= Exercise brief =
Answer these questions about the mailing-list post on an unreachable IAX2 host:
(a) What ways of helping does Andrew Kohlsmith list for someone who is not a programmer?
(b) Where does Tom Engleward say he later finds the failed incoming call attempts?
(c) What command does Tom Engleward issue to asterisk before his second test call succeeds?

= Extracted text =
..............................
[Asterisk-Users] why a perfectly fine iax2 host becomes UNREACHABLE?

Andrew Kohlsmith akohlsmith-asterisk at benshaw.com
Thu May 4 13:39:42 MST 2006


On Thursday 04 May 2006 15:51, Tom Engleward wrote:
> Am I supposed to make a cron job to automatically tell
> asterisk to reload every so often, since iax2 likes to
> periodically die? Or maybe am I supposed to make a
> cron job to place a phone call every so often from an
> external phone into my asterisk system and verify that
> asterisk actually answers, and immediately issue
> asterisk a reload if it fails?

No, you are supposed to realize that a) this software cost you nothing.  Not 
one penny.  b) this software is user-supported.  This means that in order to 
make it better you need to help.  and c) we don't owe you anything.  Not a 
thing.

If you're not a programmer, you can help with bug reports, packet traces, 
helping us run test cases of fixes, etc.  If you are a programmer, you can 
try to help us figure out what's causing it directly and creating scenarios 
in which it happens.

In either case.  you may NOT bitch and whine about how unacceptable it is.  If 
you want to pay someone to listen to you complain, buy ABE, or go buy your 
father's PBX.

> This is utterly ridiculous. Yes, I know, it's free
> software and all, and "you get what you pay for."
> Just in a bad mood today because I've literally lost
> thousands of dollars due to asterisk's failure to
> reliably answer incoming calls, and I only discover
> these failed incoming call attempts later when I check
> my PSTN originator's logs. I then go "oh crap!" and do
> a test call into my asterisk system, and get Ma Bell's
> "the number you are calling has been disconnected or
> is no longer in use", and I issue a "reload" to
> asterisk and try again, and this time my call
> succeeds. At this rate soon it will be more profitable
> for me to just invest in a traditional reliable PBX
> hooked to Ma Bell and be done with these problems.
> I'm not a Digium customer, so they have no reason to
> listen to me, but surely there are Digium customers
> who are also getting bitten by this iax2 bug.
> Is anybody on this list actually using iax2 for
> anything mission-critical?
..............................
= Provided material =
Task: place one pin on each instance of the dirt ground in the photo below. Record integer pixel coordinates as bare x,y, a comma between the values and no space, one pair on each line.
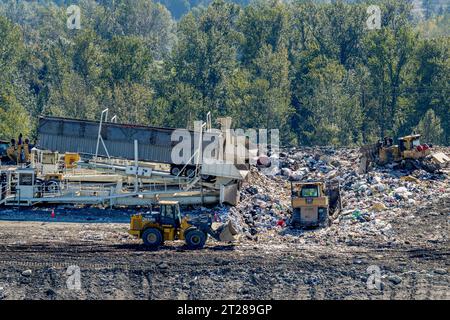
..............................
= Exercise output =
(a) Bug reports, packet traces, and helping run test cases of fixes.
(b) In the PSTN originator's logs.
(c) A "reload".